• [Assignment]:
Retype every record that follows, character for character.

• [Stored data]:

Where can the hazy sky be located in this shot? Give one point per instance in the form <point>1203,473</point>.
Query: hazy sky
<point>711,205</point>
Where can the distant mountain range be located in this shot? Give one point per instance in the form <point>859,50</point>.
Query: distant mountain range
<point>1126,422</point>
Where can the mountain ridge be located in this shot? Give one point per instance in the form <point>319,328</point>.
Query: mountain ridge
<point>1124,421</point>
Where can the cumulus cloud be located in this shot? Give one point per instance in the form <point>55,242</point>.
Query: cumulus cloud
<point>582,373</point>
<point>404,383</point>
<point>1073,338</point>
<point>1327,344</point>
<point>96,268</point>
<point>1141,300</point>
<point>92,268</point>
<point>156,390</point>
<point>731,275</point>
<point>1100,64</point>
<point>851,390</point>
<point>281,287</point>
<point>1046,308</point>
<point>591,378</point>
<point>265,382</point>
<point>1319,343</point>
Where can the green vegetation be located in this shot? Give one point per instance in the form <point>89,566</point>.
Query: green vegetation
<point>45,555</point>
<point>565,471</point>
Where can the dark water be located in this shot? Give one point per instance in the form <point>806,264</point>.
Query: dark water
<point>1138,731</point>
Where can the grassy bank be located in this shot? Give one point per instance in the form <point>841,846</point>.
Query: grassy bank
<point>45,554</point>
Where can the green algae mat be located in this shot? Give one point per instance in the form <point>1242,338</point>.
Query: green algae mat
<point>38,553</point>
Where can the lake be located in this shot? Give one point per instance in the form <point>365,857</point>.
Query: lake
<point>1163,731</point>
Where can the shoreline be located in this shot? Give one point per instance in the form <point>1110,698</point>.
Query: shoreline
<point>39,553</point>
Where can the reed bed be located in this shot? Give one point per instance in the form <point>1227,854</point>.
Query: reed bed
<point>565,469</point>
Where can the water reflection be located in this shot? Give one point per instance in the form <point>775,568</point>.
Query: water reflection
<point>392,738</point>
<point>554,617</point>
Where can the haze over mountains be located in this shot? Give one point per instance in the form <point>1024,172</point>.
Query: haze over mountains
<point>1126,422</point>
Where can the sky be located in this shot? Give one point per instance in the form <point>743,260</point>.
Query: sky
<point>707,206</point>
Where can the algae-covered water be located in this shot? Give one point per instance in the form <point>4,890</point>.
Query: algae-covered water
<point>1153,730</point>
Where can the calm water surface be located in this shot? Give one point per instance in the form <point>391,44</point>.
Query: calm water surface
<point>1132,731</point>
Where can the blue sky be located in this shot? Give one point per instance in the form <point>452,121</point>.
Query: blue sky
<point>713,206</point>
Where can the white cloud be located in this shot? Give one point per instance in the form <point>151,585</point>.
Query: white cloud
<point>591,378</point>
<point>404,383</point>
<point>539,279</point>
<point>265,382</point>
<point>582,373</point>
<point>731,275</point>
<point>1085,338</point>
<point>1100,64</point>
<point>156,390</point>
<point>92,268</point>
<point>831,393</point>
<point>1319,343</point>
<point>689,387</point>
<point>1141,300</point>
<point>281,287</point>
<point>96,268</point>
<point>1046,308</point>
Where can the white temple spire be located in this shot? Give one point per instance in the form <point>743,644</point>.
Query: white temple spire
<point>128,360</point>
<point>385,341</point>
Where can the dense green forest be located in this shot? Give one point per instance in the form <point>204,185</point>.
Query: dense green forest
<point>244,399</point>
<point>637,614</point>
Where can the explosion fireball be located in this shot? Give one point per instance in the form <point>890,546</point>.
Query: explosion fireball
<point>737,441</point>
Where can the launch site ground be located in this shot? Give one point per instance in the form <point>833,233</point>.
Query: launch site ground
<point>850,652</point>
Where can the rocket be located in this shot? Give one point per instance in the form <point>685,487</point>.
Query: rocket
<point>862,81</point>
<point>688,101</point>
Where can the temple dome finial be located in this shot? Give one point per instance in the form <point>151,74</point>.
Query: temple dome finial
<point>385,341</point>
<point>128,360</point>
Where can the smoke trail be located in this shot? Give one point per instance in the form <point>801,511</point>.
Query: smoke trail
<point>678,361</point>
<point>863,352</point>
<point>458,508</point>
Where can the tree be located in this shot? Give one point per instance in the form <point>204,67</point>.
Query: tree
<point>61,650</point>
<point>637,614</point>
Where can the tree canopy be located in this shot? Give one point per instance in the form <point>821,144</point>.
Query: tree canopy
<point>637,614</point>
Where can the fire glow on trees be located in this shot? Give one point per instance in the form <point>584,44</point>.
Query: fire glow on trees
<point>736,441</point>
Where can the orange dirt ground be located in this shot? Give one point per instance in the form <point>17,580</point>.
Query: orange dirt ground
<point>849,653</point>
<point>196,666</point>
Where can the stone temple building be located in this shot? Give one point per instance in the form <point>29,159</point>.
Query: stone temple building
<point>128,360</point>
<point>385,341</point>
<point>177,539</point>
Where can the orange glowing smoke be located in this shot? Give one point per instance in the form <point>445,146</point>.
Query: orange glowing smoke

• [Solution to the exercise]:
Where can the hazy sky be located in this shot? Give one point per instance in the form <point>1203,473</point>.
Query: hazy sky
<point>711,205</point>
Where can the distant mountain range be located in this shot? Give one point per instance in the form <point>859,50</point>.
Query: distant mountain range
<point>1126,422</point>
Where can the mountain ridge be located in this shot? Give one point per instance in the form <point>319,328</point>.
Query: mountain ridge
<point>1124,421</point>
Where can the cumulus cloud be located in this shot? Give one point per instance in the form <point>55,242</point>.
Query: cumulus cloud
<point>582,373</point>
<point>404,383</point>
<point>1073,338</point>
<point>1327,344</point>
<point>96,268</point>
<point>1141,300</point>
<point>92,268</point>
<point>156,390</point>
<point>731,275</point>
<point>1100,64</point>
<point>851,390</point>
<point>281,287</point>
<point>1046,308</point>
<point>591,378</point>
<point>265,382</point>
<point>1319,343</point>
Where can the green vegetation be located in this shot? Give one point per instance in the form <point>89,566</point>.
Query: green vegetation
<point>45,555</point>
<point>565,471</point>
Where can the dark water be located in this shot? Give one point per instance in the form <point>806,264</point>.
Query: dark water
<point>1138,731</point>
Where can the grassy bank be located in this shot? Give one point per instance in the form <point>841,846</point>.
Query: grassy bank
<point>45,554</point>
Where can the green algae mat be located in this shot? Give one point per instance in the form <point>1242,338</point>.
Query: green algae mat
<point>38,553</point>
Where can the lake be located in this shot? Give one point per instance in the form <point>365,857</point>.
Query: lake
<point>1163,731</point>
Where can the shoreline be located in this shot? Give one point per instance in the form <point>1110,698</point>.
Query: shoreline
<point>39,553</point>
Where can the reed bed be located in this shot? Give one point per instance in the form <point>1227,854</point>.
Query: reed bed
<point>565,469</point>
Where can the water reflection be located in this shot? Give one point per instance in the form <point>775,568</point>.
Query: water reflection
<point>392,738</point>
<point>554,617</point>
Where can the haze over mountains be located in this shot? Give one point per instance in the form <point>1024,172</point>.
Query: haze over mountains
<point>1126,422</point>
Where can the sky be located in this shot? Give one point per instance in the form <point>743,260</point>.
Query: sky
<point>707,206</point>
Where can the algae-covered water be located in this shot? Give one point per instance in the form <point>4,890</point>.
Query: algae-covered water
<point>1153,730</point>
Where can the calm water surface be located in this shot? Give one point per instance in the form <point>391,44</point>.
Query: calm water surface
<point>1132,731</point>
Where can the blue sky be located in this shot? Give one point per instance in the form <point>452,121</point>.
Query: blue sky
<point>713,206</point>
Where can the white cloud be located in this shot? Give one point per instance in the form <point>151,585</point>.
Query: white cloud
<point>591,378</point>
<point>404,383</point>
<point>539,279</point>
<point>265,382</point>
<point>582,373</point>
<point>731,275</point>
<point>1085,338</point>
<point>1100,64</point>
<point>156,390</point>
<point>92,268</point>
<point>831,393</point>
<point>1319,343</point>
<point>689,387</point>
<point>1141,300</point>
<point>281,287</point>
<point>96,268</point>
<point>1046,308</point>
Where can the white temple spire be located in this shot? Give one point per instance in the form <point>743,644</point>.
Query: white temple spire
<point>128,360</point>
<point>385,341</point>
Where can the dense green forest be located in this shot? Give one point per instance in the form <point>204,185</point>.
Query: dense green forest
<point>244,399</point>
<point>637,614</point>
Where can the explosion fireball be located in this shot? Give one point per instance in the form <point>890,546</point>.
Query: explosion fireball
<point>737,441</point>
Where can the launch site ground be located in this shot? Give one point per instance in the form <point>833,233</point>.
Query: launch site ground
<point>850,652</point>
Where can the rocket be located in this shot? Give one point per instance in the form <point>685,487</point>.
Query: rocket
<point>862,81</point>
<point>688,101</point>
Where can the temple dome finial be located in this shot? Give one point per instance in the form <point>151,74</point>.
Query: temple dome finial
<point>385,341</point>
<point>128,360</point>
Where can the smoke trail be located in this shot? Give one point per instance in the form <point>801,511</point>.
Query: smoke trail
<point>678,361</point>
<point>863,352</point>
<point>458,508</point>
Where can the tree be located in this shot? Give one point per instance in the form <point>204,67</point>.
Query: tree
<point>61,650</point>
<point>637,614</point>
Where can the tree canopy be located in this shot? Give one point per instance in the form <point>821,144</point>.
Query: tree canopy
<point>637,614</point>
Where can the fire glow on trees be located in this shot? Give one point per instance in the form <point>584,44</point>.
Query: fire glow on trees
<point>736,441</point>
Where can the orange dirt ground be located in this shot? Give one point per instance in the form <point>17,580</point>.
Query: orange dirt ground
<point>849,653</point>
<point>196,666</point>
Where can the stone temple building be located in this shot? Give one point per instance in the form <point>29,159</point>.
Query: stone temple building
<point>128,360</point>
<point>385,341</point>
<point>177,539</point>
Where can the orange glowing smoke be located in this shot? Give one point per instance in the form <point>445,146</point>.
Query: orange glowing smoke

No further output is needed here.